* **Source document**

::::::::::

In times like these — when we see the Dow Jones Industrial Average up 400 points one day and down 400 points the next day, when we see 1,000 point swings by the Dow in a single day – volatility reigns.
Stocks go up for only one reason: more people are buying stock than selling. This can now be defined as the “greed” period in the market from 2002 to 2007. Stocks go down for only one reason: more people are selling stock than buying. This can be defined as the “fear” period, which has reigned since the beginning of 2008 and still continues today.
Have we found a market bottom?
My flat out answer is no. Once the Dow Jones Industrial Average broke below the mid-point between its 2002 low and its 2007 high, all bets were off as to support in the stock market.
Looking at a chart, my technical side says the Dow could test its 2002 low just above the 7,000 level, which is still a good 20% below its current level. Remember, the stock market is a leading indicator. Therefore, a breakdown by the Dow below 7,000 would be an ominous indicator for the future of the American economy.
Fundamentally, some great stock values are starting to appear. And the patient money is now jumping in and buying. For example, and as we all know, Warren Buffett has been investing billions in U.S. companies. The investors buying stocks today are taking the position, “I’ll take the risk today and buy stock, even if the market goes down another 20%, because if the market doesn’t go down, I’ll have missed a great buying opportunity.”
For me, the new stock market order is about finding a proper valuation of future earnings. And unfortunately the stock market hasn’t found it yet.

::::::::::

Stored data entries

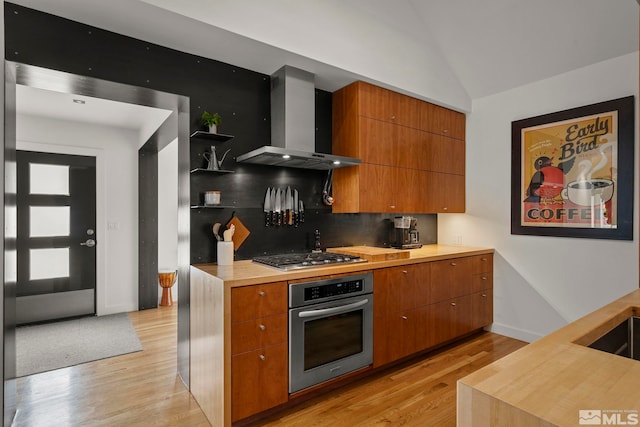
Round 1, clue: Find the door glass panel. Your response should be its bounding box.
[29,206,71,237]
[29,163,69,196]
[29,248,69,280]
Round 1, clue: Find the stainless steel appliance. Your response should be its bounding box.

::::::::::

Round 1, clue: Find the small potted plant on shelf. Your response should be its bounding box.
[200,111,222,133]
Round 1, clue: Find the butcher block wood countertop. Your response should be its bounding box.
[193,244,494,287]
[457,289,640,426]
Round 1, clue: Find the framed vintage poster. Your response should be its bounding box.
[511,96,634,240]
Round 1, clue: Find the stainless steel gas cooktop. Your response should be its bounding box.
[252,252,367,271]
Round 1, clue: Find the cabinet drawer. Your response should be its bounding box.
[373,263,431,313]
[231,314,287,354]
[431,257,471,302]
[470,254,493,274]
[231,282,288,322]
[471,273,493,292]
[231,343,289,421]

::::::::::

* **What to do**
**a.** List every year mentioned in the stock market text.
**b.** Rewrite everything from "My flat out" down to "the American economy." in the stock market text, changing "stock market" to "equity market" wherever it appears.

* **Answers for this exercise**
**a.** 2002, 2007, 2008

**b.**
My flat out answer is no. Once the Dow Jones Industrial Average broke below the mid-point between its 2002 low and its 2007 high, all bets were off as to support in the equity market.
Looking at a chart, my technical side says the Dow could test its 2002 low just above the 7,000 level, which is still a good 20% below its current level. Remember, the equity market is a leading indicator. Therefore, a breakdown by the Dow below 7,000 would be an ominous indicator for the future of the American economy.